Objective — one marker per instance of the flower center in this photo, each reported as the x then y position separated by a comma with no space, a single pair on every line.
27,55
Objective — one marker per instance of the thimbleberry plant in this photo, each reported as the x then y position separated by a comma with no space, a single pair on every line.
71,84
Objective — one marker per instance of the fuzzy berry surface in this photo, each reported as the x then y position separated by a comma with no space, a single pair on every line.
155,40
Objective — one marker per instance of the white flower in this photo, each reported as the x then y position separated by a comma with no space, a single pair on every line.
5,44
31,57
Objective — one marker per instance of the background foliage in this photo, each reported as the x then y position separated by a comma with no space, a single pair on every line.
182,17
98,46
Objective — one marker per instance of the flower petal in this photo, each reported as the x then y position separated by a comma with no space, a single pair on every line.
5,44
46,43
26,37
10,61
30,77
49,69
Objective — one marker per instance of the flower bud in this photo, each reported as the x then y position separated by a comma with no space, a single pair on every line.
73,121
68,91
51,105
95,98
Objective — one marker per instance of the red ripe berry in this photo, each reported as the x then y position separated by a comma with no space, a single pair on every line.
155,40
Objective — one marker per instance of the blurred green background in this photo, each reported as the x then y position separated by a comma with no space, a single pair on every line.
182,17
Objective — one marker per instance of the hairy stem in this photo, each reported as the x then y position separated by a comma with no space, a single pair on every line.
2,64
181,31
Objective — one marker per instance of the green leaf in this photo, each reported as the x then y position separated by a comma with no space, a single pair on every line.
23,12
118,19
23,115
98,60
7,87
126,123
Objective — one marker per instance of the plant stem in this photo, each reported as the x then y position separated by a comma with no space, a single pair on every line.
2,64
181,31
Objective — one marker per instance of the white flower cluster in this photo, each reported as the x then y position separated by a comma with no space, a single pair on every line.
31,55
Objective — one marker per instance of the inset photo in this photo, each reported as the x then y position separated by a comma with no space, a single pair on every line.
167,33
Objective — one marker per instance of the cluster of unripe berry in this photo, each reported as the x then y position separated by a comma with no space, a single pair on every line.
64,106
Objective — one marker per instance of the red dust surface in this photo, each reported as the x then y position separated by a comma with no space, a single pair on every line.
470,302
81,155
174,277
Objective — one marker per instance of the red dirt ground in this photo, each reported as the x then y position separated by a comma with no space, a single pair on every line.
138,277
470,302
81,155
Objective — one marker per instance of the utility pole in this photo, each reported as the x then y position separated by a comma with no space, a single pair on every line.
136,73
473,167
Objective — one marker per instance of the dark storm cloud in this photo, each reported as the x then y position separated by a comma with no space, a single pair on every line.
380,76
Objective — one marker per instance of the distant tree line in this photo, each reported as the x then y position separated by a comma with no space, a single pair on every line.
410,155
◇ ◇ ◇
**Goal of the exercise**
Lay out the items as a Markdown table with the columns Row and Line, putting a row number beside each line and skipping blank lines. Start at the line containing "Objective — one marker per instance of the green" and end at the last line of the items, including both ends.

**Output below**
| Row | Line |
|---|---|
| 1 | Objective — one marker per instance of the green leaf in this photo, each reported as the x then y position separated by a comma with no space, a single pair on every line. |
| 2 | 23,12 |
| 3 | 118,19 |
| 4 | 23,115 |
| 5 | 98,60 |
| 6 | 7,87 |
| 7 | 126,123 |
| 8 | Objective — one marker per instance of the plant stem in this photo, each reported as the x then y position separated by a comma with no space, a single pair on every line. |
| 9 | 2,64 |
| 10 | 181,31 |
| 11 | Objective — one marker per instance of the white flower cluster in this photo, each reported as the x then y position separated by a comma with no space, a single pair on every line. |
| 12 | 31,55 |
| 13 | Objective — one marker per instance of the inset photo in this photo, each reported as the x then y position separated by a comma with no space, a single pair on every line. |
| 14 | 167,33 |
| 15 | Objective — one marker per instance of the cluster of unripe berry in this photo, each reported as the x then y position separated by a comma with no space, a single pair on every line. |
| 16 | 64,106 |
| 17 | Objective — one marker per instance of the red dust surface in this photo, each reported as the x then y position separated by a comma with no space, a single pair on every line. |
| 18 | 470,302 |
| 19 | 81,155 |
| 20 | 174,277 |
| 21 | Objective — one marker per instance of the red dirt ground in this photo, each reported as the x then y position separated by a comma with no space, a single pair on every line. |
| 22 | 138,277 |
| 23 | 470,302 |
| 24 | 81,155 |
| 25 | Objective — one marker per instance of the utility pole in this photo, each reported as the x then y position separated by a comma with no space, a single pair on every line. |
| 26 | 136,73 |
| 27 | 473,167 |
| 28 | Objective — one marker per instance of the dark storm cloud in this photo, each reported as the x then y position separated by a comma with no space, a single pair on every line. |
| 29 | 380,76 |
| 30 | Objective — one marker per instance of the distant tree line in this photo, each reported as the x then y position separated by a comma with no space, a single pair on every line. |
| 31 | 410,155 |